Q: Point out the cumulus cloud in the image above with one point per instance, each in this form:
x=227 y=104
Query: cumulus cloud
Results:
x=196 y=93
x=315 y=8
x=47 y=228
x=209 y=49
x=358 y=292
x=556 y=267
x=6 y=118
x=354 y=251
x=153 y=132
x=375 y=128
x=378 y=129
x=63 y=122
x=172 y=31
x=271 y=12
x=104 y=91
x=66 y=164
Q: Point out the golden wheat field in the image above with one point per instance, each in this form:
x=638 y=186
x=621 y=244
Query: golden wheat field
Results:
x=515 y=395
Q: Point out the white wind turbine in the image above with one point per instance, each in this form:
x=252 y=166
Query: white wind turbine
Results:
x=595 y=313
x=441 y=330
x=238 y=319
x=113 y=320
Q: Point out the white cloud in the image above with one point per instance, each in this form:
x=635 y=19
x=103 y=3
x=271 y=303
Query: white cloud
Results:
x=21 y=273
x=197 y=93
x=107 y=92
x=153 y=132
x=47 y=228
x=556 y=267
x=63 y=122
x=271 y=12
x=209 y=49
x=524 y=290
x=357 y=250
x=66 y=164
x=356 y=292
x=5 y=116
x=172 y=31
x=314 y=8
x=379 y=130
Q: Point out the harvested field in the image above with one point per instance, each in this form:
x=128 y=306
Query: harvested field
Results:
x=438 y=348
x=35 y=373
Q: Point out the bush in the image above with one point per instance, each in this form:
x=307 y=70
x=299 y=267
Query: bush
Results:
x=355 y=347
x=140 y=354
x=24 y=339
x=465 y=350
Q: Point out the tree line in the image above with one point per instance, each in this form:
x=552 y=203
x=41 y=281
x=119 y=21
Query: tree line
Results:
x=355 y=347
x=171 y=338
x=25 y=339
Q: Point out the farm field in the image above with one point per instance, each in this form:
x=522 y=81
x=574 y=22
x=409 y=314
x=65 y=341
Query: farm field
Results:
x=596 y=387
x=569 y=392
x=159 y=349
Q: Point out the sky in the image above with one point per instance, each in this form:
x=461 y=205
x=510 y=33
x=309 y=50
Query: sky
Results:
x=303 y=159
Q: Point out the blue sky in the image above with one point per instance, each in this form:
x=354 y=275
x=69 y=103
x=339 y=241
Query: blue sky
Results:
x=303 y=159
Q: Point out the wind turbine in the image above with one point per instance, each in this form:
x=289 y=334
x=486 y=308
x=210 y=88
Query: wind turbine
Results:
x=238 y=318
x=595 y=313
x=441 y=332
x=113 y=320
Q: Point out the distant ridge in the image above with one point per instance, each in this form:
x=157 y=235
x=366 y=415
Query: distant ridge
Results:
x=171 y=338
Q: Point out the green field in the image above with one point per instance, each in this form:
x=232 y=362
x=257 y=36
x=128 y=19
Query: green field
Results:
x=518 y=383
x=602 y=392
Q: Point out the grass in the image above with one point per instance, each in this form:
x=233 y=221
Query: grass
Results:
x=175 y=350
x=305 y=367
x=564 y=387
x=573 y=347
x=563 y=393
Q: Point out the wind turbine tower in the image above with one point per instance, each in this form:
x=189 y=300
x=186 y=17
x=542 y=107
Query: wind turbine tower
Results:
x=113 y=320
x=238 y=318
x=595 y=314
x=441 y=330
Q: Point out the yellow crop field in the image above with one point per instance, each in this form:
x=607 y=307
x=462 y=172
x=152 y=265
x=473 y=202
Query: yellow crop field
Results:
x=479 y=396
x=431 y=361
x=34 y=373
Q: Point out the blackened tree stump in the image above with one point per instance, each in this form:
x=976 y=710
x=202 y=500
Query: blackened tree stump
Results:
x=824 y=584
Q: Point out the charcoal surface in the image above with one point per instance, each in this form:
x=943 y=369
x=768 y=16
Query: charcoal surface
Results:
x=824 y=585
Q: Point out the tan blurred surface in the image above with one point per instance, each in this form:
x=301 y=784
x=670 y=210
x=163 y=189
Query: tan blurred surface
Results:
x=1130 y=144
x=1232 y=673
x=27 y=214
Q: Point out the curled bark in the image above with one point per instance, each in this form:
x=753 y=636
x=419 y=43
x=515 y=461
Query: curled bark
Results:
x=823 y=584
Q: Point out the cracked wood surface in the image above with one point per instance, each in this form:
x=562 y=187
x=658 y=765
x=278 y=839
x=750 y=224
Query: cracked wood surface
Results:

# # # # #

What to produce.
Output a faithful copy of every entry, keeping each line as written.

Problem solution.
Q: Point out the cumulus cloud in the image above with one point per instance, each in this form:
x=227 y=104
Query: cumulus cloud
Results:
x=196 y=93
x=315 y=8
x=47 y=228
x=209 y=49
x=358 y=292
x=556 y=267
x=6 y=118
x=354 y=251
x=153 y=132
x=375 y=128
x=378 y=129
x=63 y=122
x=172 y=31
x=271 y=12
x=104 y=91
x=66 y=164
Q: Point out the golden wheat field in the image above with one point per instance, each in this form:
x=638 y=186
x=621 y=244
Query: golden wheat field
Results:
x=515 y=395
Q: Point out the white wind turbine in the image above with one point per instance, each in this form:
x=252 y=166
Query: white wind turbine
Results:
x=595 y=313
x=441 y=330
x=238 y=319
x=113 y=320
Q: Point out the white cloud in the image above with one point per instance, each in this form:
x=635 y=19
x=103 y=3
x=271 y=303
Query: white cloud
Results:
x=21 y=273
x=197 y=93
x=107 y=92
x=153 y=132
x=47 y=228
x=556 y=267
x=63 y=122
x=271 y=12
x=209 y=49
x=524 y=290
x=357 y=250
x=66 y=164
x=356 y=292
x=5 y=116
x=172 y=31
x=314 y=8
x=379 y=130
Q: Point out the harvested field in the image above with one point per instance, each in this form:
x=128 y=306
Query: harvested field
Results:
x=438 y=348
x=35 y=373
Q: Point out the bush in the image above with one point per instance, each in this form:
x=307 y=70
x=299 y=267
Query: bush
Results:
x=355 y=347
x=140 y=354
x=24 y=339
x=465 y=350
Q: Point out the tree line in the image above with one point per instance, each in this form:
x=552 y=203
x=41 y=281
x=119 y=21
Query: tree line
Results:
x=355 y=347
x=171 y=338
x=25 y=339
Q: Point out the farm field in the image above with one point per instance, each in this form:
x=522 y=81
x=574 y=22
x=409 y=314
x=65 y=341
Query: farm field
Results:
x=596 y=387
x=569 y=392
x=159 y=349
Q: Point out the sky in the image above with one point per instance, each in this form:
x=461 y=205
x=510 y=33
x=309 y=50
Query: sky
Results:
x=303 y=159
Q: Point out the blue sky in the image above with one point per instance, each in this form:
x=354 y=275
x=69 y=103
x=339 y=241
Query: blue sky
Results:
x=303 y=159
Q: Point out the wind turbine in the image above with one point per instance, each in this form:
x=289 y=334
x=486 y=308
x=210 y=88
Query: wind turbine
Results:
x=238 y=318
x=595 y=313
x=441 y=332
x=113 y=320
Q: Point out the distant ridge in the image above with one point per instance, each in this form:
x=157 y=235
x=366 y=415
Query: distant ridge
Results:
x=171 y=338
Q: Point out the green field in the image above with one point per instance, each in this form:
x=232 y=362
x=257 y=36
x=128 y=19
Query: green field
Results:
x=518 y=383
x=602 y=392
Q: Point out the grass in the image above with one point per instance, each in this form:
x=233 y=221
Query: grass
Results:
x=175 y=350
x=305 y=367
x=564 y=387
x=573 y=347
x=563 y=393
Q: Point out the wind turbine tower in the image above with one point per instance, each in this form:
x=189 y=300
x=186 y=17
x=542 y=107
Query: wind turbine tower
Results:
x=113 y=320
x=238 y=318
x=595 y=314
x=441 y=330
Q: Point out the yellow crop field in the image above with one point per instance, each in this form:
x=607 y=307
x=462 y=172
x=152 y=265
x=473 y=202
Query: yellow crop field
Results:
x=479 y=396
x=431 y=361
x=34 y=373
Q: Point out the blackened tree stump in the image above with one point per instance, each in this form:
x=976 y=710
x=202 y=500
Query: blackened tree stump
Results:
x=824 y=584
Q: Point out the charcoal surface in the image above with one point per instance, each in this form:
x=943 y=369
x=768 y=16
Query: charcoal surface
Results:
x=824 y=585
Q: Point out the tan blurred surface in the image above with one point per instance, each in this form:
x=301 y=784
x=670 y=210
x=163 y=189
Query: tan blurred surface
Results:
x=1130 y=144
x=1232 y=673
x=27 y=214
Q: Point out the curled bark in the image above with one point per instance, each in this form:
x=753 y=636
x=419 y=43
x=515 y=461
Query: curled bark
Results:
x=823 y=584
Q: Point out the cracked wood surface in the image above with one point per instance, each in this form:
x=562 y=187
x=658 y=765
x=278 y=839
x=750 y=224
Query: cracked wood surface
Results:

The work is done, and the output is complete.